# My unexpected arrival!! :)



## MissCnBump

*That's right 2 weeks early and my mini monster is here...

Baby Tyler James born 09.44am on 14th March 2012 

Delievered by C-Section... 

At my 38 wk Midwife appointment Tuesday 13th March My blood pressure was a little on the high side so was referred to Ante-Natal day unit to be monitored for few hours. Finally sent home then got really tired and ended up being sick. My sister rang our hospital's labour ward who advised her to bring me in...

Thinking I was just tired it actually turned out I had pre-eclampsia SCARY!! but soon had my little treasure in my arms...

He was only 5lb 2 and is a little dot! now 1 week old ALREADY!!! His first weigh in on Monday and he's been playing catch up on feeds like he saying to us 'I WILL BE AS BIG AS THE OTHER BABIES haha!

Could not be any happier right now!!!!

xxxxx*


----------



## beanzz

Congratulations!


----------



## BabyRuby11

Aww wow congratulations. X


----------



## chellelou21

Congratulations!:flower:


----------



## stepmummy

Congrats! How exciting to meet him two weeks early :) Hope you're enjoying this wonderful time! xxx


----------



## Mummy Bean

Congrats on ur wee man. x


----------



## Geegees

Congratulations!!

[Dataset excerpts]
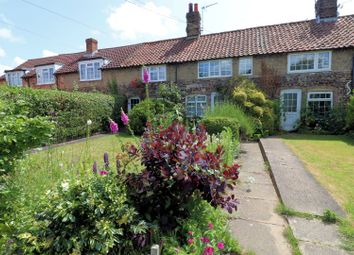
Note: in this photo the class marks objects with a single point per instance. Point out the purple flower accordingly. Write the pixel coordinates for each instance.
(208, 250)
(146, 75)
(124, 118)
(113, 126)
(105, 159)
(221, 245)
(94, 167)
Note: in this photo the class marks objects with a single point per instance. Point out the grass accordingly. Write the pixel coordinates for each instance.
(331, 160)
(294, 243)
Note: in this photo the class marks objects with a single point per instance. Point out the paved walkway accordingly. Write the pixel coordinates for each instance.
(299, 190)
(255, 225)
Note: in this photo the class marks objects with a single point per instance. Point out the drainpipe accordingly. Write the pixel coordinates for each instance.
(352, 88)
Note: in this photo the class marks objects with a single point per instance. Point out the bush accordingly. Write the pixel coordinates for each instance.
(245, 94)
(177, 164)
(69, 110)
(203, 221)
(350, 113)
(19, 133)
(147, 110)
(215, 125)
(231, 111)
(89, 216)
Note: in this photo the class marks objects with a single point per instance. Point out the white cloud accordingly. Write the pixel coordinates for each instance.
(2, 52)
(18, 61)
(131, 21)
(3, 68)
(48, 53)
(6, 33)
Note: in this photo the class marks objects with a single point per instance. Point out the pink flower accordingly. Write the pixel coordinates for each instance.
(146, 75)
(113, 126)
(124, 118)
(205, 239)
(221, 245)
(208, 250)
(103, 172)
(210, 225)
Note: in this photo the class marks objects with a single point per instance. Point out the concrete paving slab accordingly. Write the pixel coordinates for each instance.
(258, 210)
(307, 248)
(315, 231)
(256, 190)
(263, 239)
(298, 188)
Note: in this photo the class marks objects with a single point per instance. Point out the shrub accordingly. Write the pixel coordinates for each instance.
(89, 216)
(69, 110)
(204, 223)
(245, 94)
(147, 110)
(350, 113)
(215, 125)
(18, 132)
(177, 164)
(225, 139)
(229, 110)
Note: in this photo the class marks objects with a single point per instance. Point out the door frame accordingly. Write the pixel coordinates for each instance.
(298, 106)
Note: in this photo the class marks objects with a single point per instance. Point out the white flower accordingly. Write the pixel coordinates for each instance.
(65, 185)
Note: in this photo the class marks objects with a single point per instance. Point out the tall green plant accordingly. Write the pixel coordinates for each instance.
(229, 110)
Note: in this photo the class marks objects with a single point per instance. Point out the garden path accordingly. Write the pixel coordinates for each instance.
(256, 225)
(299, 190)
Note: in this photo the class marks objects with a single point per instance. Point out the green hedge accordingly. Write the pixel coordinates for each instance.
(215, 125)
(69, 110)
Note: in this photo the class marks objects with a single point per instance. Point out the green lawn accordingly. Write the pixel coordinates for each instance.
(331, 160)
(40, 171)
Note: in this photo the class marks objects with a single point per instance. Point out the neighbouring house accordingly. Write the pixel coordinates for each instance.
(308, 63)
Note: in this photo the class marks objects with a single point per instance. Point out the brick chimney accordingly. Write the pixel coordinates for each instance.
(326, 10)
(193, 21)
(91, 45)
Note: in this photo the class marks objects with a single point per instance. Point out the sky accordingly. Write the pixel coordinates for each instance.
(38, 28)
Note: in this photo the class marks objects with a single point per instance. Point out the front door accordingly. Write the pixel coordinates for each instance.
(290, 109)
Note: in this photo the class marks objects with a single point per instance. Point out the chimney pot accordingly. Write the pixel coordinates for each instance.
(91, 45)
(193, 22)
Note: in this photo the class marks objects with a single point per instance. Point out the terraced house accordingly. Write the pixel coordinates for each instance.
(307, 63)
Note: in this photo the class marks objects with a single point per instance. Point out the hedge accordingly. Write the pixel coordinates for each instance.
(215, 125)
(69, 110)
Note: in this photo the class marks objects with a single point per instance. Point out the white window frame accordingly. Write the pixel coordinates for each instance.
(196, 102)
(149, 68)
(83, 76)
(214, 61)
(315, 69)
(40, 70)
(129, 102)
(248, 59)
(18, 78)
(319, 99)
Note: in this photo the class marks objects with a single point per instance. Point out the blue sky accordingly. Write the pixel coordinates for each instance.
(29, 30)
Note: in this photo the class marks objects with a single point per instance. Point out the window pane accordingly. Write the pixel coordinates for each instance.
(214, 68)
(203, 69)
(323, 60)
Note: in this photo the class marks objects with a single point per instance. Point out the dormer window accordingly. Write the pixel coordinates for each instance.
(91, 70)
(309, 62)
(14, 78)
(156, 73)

## WORK REQUEST
In the birth announcement thread, what was Tyler James's weight at birth? The records are not required for this task.

## TASK OUTPUT
5lb 2.